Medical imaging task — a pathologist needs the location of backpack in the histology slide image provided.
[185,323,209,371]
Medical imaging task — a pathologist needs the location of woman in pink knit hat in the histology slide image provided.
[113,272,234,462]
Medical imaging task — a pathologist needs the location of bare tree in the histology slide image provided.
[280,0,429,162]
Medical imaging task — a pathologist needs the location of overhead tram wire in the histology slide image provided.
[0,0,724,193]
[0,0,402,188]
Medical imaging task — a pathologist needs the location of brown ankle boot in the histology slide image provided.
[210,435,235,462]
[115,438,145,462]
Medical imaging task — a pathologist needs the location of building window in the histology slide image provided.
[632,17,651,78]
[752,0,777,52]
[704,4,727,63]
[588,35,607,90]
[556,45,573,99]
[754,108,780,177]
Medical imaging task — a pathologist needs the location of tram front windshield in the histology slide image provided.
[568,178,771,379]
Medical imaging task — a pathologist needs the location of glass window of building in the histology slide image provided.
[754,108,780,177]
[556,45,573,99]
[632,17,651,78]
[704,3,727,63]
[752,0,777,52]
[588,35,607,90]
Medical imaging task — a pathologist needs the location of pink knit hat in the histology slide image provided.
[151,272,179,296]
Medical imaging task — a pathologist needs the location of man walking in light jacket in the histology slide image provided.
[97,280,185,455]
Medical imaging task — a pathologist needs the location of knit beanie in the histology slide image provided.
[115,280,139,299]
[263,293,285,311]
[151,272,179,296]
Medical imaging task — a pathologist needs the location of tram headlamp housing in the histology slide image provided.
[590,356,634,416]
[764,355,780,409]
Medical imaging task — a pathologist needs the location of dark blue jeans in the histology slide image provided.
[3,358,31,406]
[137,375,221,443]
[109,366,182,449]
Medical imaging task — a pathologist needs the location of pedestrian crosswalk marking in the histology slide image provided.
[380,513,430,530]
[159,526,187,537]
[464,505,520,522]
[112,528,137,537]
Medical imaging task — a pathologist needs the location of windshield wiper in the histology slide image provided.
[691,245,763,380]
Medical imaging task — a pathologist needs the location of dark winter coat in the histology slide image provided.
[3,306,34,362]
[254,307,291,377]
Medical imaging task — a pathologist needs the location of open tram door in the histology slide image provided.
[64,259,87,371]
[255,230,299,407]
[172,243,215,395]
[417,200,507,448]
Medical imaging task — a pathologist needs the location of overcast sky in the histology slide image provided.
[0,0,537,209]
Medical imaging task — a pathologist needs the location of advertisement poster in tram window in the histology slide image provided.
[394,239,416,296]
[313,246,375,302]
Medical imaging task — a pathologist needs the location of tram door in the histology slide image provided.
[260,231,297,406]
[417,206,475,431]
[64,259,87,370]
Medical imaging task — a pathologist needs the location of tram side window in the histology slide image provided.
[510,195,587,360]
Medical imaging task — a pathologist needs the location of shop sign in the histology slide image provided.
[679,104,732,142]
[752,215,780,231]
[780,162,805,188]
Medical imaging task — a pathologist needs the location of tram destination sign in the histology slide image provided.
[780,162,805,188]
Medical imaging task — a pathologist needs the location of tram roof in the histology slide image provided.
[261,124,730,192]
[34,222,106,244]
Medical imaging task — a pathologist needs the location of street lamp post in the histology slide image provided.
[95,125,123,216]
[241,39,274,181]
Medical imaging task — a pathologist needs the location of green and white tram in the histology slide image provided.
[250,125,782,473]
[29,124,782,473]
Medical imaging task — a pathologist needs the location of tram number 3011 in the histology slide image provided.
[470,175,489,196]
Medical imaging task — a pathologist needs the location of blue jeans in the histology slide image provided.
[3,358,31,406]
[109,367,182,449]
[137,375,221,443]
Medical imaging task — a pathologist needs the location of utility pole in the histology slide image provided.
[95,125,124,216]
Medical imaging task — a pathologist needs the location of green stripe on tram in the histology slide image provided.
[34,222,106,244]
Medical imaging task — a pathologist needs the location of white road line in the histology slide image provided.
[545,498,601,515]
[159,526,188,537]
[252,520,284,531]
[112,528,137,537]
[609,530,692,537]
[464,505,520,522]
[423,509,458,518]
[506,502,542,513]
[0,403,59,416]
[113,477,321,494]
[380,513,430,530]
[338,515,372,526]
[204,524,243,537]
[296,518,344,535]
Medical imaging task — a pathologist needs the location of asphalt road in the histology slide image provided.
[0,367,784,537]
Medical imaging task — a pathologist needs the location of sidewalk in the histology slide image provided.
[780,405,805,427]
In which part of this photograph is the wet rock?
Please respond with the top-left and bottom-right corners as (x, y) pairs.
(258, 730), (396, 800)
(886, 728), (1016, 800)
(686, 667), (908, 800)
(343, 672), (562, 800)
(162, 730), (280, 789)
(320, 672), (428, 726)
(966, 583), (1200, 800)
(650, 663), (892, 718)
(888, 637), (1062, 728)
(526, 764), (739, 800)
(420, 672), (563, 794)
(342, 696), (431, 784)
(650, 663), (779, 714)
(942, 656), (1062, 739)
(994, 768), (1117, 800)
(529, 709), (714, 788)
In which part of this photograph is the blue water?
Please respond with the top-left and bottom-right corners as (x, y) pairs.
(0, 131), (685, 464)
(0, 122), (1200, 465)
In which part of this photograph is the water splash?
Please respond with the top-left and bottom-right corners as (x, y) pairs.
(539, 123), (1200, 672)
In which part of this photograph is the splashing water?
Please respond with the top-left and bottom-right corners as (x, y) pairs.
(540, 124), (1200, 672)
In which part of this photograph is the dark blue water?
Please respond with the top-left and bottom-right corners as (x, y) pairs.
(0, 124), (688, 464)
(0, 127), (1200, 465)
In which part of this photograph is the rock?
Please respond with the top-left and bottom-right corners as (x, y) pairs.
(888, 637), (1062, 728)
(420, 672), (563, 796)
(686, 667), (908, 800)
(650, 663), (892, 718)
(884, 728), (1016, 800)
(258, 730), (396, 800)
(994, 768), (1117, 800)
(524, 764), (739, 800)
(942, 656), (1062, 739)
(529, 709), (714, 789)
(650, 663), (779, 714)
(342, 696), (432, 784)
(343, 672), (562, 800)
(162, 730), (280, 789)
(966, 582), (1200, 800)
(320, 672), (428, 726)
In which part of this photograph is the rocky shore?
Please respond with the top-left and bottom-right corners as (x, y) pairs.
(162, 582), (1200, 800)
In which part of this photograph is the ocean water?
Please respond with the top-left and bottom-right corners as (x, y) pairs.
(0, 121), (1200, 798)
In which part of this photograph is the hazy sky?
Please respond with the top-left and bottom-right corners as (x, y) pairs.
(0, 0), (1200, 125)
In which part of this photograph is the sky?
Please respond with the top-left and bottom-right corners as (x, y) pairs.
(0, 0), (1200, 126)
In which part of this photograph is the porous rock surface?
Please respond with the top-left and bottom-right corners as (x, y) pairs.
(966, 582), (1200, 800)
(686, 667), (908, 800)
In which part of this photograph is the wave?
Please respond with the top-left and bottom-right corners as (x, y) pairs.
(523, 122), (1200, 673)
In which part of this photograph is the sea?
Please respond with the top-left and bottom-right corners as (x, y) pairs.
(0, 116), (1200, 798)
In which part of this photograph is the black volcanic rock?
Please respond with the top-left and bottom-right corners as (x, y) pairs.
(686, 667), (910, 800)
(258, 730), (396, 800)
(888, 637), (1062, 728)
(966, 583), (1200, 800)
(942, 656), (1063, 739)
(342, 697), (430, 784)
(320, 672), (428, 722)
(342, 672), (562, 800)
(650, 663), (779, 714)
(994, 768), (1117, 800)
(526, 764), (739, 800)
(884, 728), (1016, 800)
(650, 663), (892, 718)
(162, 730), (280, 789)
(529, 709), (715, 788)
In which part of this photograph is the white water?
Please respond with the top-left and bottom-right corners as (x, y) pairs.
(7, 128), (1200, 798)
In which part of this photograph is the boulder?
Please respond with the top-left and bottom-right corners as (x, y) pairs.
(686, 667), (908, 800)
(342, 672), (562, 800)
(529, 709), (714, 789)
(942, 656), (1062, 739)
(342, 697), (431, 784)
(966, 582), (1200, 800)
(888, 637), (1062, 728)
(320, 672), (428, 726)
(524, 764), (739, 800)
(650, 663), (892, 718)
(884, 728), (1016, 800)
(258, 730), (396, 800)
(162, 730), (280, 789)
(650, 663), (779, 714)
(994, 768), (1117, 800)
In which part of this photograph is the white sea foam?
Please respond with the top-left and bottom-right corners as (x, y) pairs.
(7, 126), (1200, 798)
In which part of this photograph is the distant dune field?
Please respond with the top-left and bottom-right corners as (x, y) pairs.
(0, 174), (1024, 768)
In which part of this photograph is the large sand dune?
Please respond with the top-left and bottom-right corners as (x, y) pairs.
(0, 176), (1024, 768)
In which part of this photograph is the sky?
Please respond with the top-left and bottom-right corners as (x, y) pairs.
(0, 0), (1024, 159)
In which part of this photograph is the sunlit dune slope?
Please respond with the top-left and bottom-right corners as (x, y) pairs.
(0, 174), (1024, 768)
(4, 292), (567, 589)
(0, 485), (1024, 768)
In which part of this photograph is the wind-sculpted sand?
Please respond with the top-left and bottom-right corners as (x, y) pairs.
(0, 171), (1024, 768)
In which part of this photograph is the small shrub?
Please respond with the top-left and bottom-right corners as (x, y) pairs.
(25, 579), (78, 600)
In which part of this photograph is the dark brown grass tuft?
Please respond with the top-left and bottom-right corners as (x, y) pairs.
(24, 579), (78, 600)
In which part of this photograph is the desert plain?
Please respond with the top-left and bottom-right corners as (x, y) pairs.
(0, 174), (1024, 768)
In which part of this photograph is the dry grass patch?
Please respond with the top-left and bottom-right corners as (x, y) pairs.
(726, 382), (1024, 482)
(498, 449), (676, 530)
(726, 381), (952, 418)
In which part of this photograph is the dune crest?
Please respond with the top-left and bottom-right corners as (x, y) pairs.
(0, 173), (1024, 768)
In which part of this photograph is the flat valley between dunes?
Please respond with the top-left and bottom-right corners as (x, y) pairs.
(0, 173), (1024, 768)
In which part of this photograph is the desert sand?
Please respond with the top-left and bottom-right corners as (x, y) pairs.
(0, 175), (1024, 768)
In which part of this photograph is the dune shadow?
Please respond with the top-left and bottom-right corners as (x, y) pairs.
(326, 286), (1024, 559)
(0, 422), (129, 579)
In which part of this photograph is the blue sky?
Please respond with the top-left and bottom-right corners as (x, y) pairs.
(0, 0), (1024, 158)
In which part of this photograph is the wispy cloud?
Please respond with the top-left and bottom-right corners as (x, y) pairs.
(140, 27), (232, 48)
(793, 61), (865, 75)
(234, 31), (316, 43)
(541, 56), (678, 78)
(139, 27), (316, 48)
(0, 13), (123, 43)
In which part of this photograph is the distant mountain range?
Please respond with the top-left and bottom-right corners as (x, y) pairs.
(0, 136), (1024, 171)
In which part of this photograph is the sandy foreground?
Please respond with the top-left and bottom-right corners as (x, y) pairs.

- - - - -

▶ [Requirements] Rewrite everything from the start of the items above down to and including the line that contains "[280,0,429,162]" as a numbered list, leaving out blank lines.

▶ [Answer below]
1. Medical imaging task — a pathologist needs the location of backpack in the histology slide image provided.
2. [185,323,209,371]
3. Medical imaging task — a pathologist needs the location of woman in pink knit hat in the histology slide image provided.
4. [113,272,234,462]
5. Medical imaging task — a pathologist needs the location of bare tree in the histology slide image provided.
6. [280,0,429,162]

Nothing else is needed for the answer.